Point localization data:
•••••
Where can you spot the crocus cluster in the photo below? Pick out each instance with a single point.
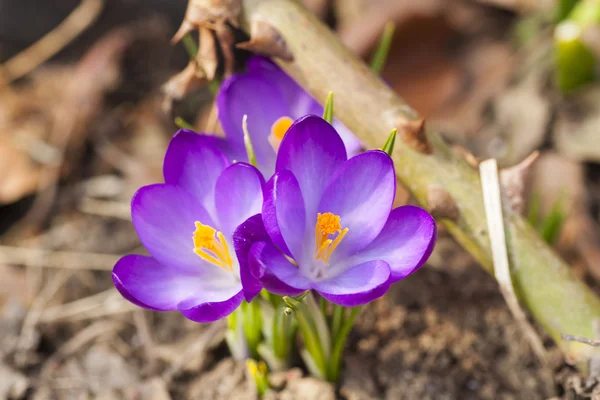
(220, 231)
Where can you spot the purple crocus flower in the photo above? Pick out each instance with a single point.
(272, 100)
(327, 223)
(186, 224)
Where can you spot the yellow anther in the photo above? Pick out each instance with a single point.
(278, 130)
(204, 236)
(327, 224)
(211, 246)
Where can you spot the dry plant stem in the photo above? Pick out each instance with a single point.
(26, 61)
(544, 283)
(490, 184)
(40, 258)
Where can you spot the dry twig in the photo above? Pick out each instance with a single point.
(490, 183)
(40, 258)
(78, 21)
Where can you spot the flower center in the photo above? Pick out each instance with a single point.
(211, 246)
(278, 130)
(327, 224)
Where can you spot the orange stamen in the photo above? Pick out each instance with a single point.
(278, 131)
(327, 224)
(211, 248)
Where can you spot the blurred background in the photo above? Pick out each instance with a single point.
(84, 122)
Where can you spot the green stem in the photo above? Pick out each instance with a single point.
(335, 361)
(383, 48)
(558, 300)
(337, 320)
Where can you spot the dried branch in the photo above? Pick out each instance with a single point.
(544, 283)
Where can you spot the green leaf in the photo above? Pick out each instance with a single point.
(388, 146)
(183, 124)
(308, 327)
(575, 63)
(383, 48)
(533, 212)
(564, 8)
(335, 362)
(260, 374)
(552, 225)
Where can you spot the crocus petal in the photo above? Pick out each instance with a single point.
(119, 286)
(353, 145)
(210, 312)
(405, 242)
(254, 96)
(362, 193)
(299, 100)
(356, 286)
(238, 195)
(248, 233)
(283, 213)
(164, 217)
(194, 162)
(275, 272)
(312, 150)
(163, 288)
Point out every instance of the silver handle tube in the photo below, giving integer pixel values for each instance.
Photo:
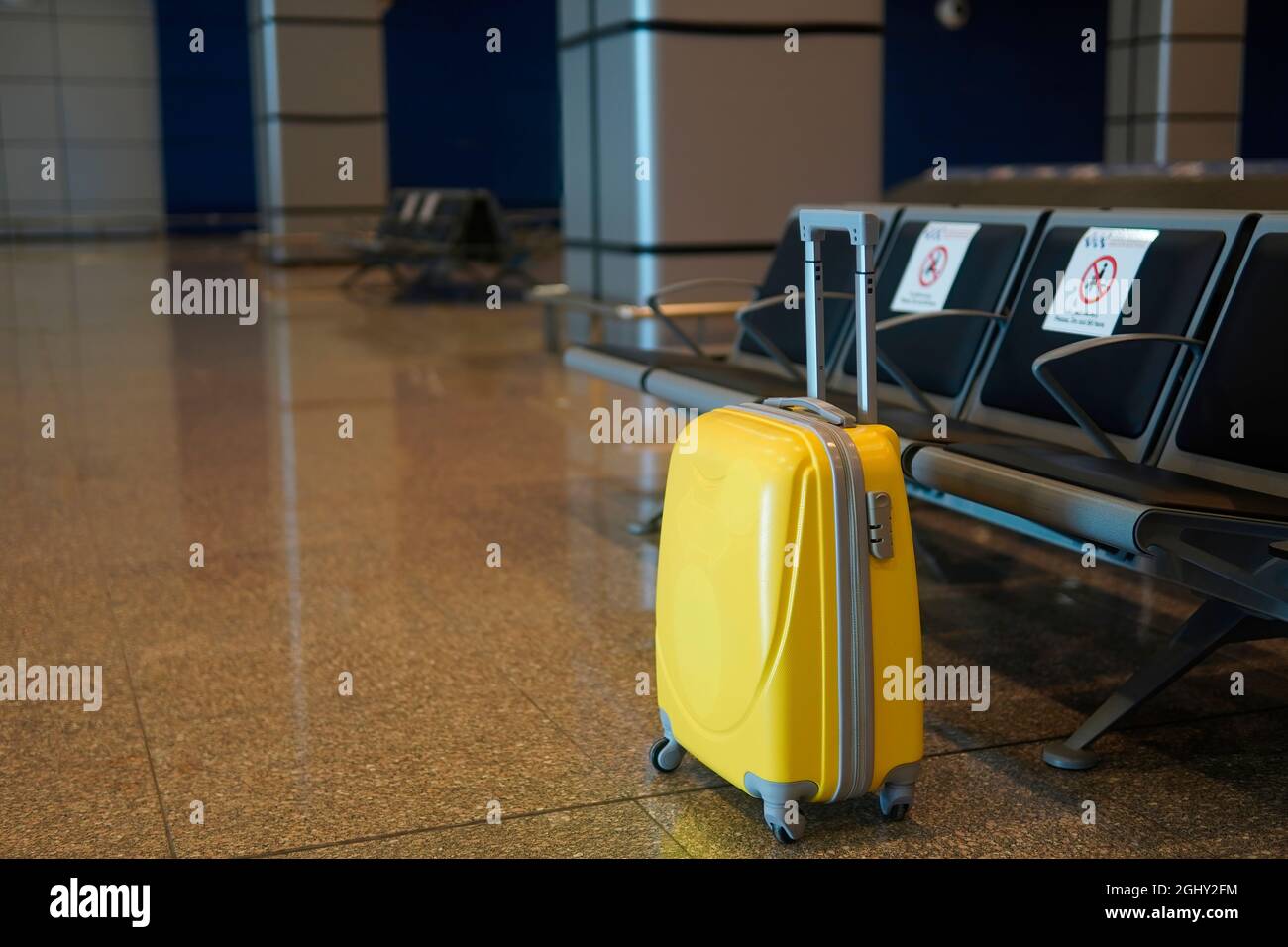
(866, 333)
(815, 372)
(862, 228)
•••••
Repeat every line of the data exactly, but do not include pictures.

Where can you spot the crocus cluster in the photo below? Pick out each instance with a single point.
(220, 231)
Where can you spot the purple crocus flower in the photo above? Pick out each instance with a single point.
(272, 100)
(327, 223)
(186, 224)
Where can you spot the yellow anther in the photo above? Pick out each instance with a single point.
(278, 130)
(204, 236)
(327, 224)
(211, 246)
Where can you spot the dry plant stem in the photo above? Pick out each instance with a single point.
(26, 61)
(544, 283)
(490, 184)
(40, 258)
Where can you spot the dry twig in the photo above? Pick out each instance with a single point.
(490, 183)
(40, 258)
(78, 21)
Where can you spot the flower center in the photo above? Pick out each instance with a single point.
(211, 246)
(278, 130)
(327, 224)
Where can you spot the orange stamen in the photo above? Pick out each instance with a single point.
(278, 131)
(327, 224)
(211, 248)
Where can you spot the blurred background in the photo above? Pick out each instance with a single point.
(84, 122)
Where can you spot the green stem in the photo above? Pick out each instance with a single point.
(335, 361)
(383, 48)
(558, 300)
(337, 320)
Where can you spot the dried branch in the photo above? Pick out each instance with a single point.
(544, 283)
Where can you spot the green leaf in the photo above? Pick out each instance with a single point.
(388, 146)
(183, 124)
(308, 327)
(575, 63)
(383, 48)
(533, 212)
(564, 8)
(335, 362)
(260, 374)
(552, 225)
Where can you spot the crocus petal in the photo above? Pick out each instance with a single point.
(119, 286)
(353, 145)
(210, 312)
(405, 242)
(254, 96)
(362, 193)
(299, 100)
(356, 286)
(238, 195)
(248, 233)
(283, 213)
(164, 217)
(194, 162)
(275, 272)
(312, 150)
(163, 288)
Point out every instance of the silver handle tube in the photo below, giving integer pixel values for each instance.
Photo:
(866, 333)
(815, 372)
(862, 228)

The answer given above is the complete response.